Лопухи и лебеда - Андрей Смирнов 7 стр.


Ну-ка, приглядимся – кто сегодня главный герой нашего экрана?

Прежде всего, это человек с высоким социальным престижем, с положением в обществе, как раньше говорилось. В моде начальство – секретарь обкома, председатель горсовета, директор завода, начальник стройки, председатель колхоза, на худой конец. Пользуются спросом также дипломаты, работники внешней торговли, академики, композиторы, артисты и вообще любой специалист, которые ездит в заграничные командировки. Эстрадный певец и особенно певица всегда были популярны у зрителя, но выступать в качестве носителей особых духовных ценностей до Пугачевой, если не ошибаюсь, никто не рисковал.

Но, конечно, все они, вместе взятые, меркнут рядом с работниками правоохранительных органов, занявших совершенно исключительное положение на нашем экране. Думаю, не меньше трети всей продукции из года в год посвящается борьбе с нарушителями закона и наймитами чужестранных разведок.

Я уже не говорю о телевидении, столь щедро и регулярно дарящем нас знакомством со Штирлицем, знатоками, героями “ТАСС уполномочен заявить…” и совсем свежего “Противостояния”.

Вот он – подлинный лирический герой наших дней, чекист или милиционер, скромный труженик в погонах или в штатском!

При всем уважении к людям, стоящим на страже закона, неужели седеющий генерал службы внутренних дел, инспектор ГАИ или таможни – суть главные герои эпохи и общества, самые яркие выразители наших духовных устремлений?

ИСХОДНЫЕ ДАННЫЕ:
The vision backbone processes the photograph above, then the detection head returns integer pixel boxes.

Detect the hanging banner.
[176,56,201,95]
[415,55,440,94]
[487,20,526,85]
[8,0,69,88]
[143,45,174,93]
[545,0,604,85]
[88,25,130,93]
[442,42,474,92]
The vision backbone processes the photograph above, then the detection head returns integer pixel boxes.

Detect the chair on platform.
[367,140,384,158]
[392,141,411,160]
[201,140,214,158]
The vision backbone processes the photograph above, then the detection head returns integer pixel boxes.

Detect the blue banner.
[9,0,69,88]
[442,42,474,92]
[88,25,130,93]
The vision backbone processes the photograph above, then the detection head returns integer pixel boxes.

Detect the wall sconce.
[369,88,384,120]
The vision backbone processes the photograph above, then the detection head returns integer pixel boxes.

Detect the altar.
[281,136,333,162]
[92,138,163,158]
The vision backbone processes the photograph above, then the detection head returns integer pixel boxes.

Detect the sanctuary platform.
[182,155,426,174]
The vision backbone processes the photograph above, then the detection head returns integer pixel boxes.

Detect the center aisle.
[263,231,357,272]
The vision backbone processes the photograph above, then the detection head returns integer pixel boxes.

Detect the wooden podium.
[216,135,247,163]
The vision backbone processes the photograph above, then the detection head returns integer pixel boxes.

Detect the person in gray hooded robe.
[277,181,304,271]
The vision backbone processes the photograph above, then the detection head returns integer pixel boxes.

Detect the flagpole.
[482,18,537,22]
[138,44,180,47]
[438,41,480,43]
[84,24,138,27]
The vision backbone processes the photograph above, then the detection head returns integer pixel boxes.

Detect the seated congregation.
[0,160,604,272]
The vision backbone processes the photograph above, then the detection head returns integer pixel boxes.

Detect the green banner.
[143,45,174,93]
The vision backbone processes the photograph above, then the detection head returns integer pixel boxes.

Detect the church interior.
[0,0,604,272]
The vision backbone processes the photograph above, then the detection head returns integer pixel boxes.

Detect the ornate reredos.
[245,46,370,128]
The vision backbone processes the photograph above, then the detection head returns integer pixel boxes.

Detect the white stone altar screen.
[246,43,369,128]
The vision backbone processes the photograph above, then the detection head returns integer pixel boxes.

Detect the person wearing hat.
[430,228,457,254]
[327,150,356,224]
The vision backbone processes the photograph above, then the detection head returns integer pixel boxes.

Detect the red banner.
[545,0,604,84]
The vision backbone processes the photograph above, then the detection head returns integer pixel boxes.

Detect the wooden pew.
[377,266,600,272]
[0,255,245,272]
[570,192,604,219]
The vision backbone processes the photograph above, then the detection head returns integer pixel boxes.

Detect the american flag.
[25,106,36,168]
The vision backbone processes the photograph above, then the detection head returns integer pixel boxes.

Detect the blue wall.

ЗАДАНИЕ:
Ответьте по отрывку о героях экрана:
1. Рядом с кем, по словам автора, меркнут все перечисленные начальники, дипломаты, академики и артисты?
2. Какая доля всей продукции, по мнению автора, ежегодно посвящается борьбе с нарушителями закона и наймитами чужестранных разведок?
3. Знакомство с какими героями, кроме Штирлица, дарит зрителям телевидение?

ОТВЕТ:
1. Рядом с работниками правоохранительных органов.
2. Не меньше трети.
3. Со знатоками, героями «ТАСС уполномочен заявить…» и «Противостояния».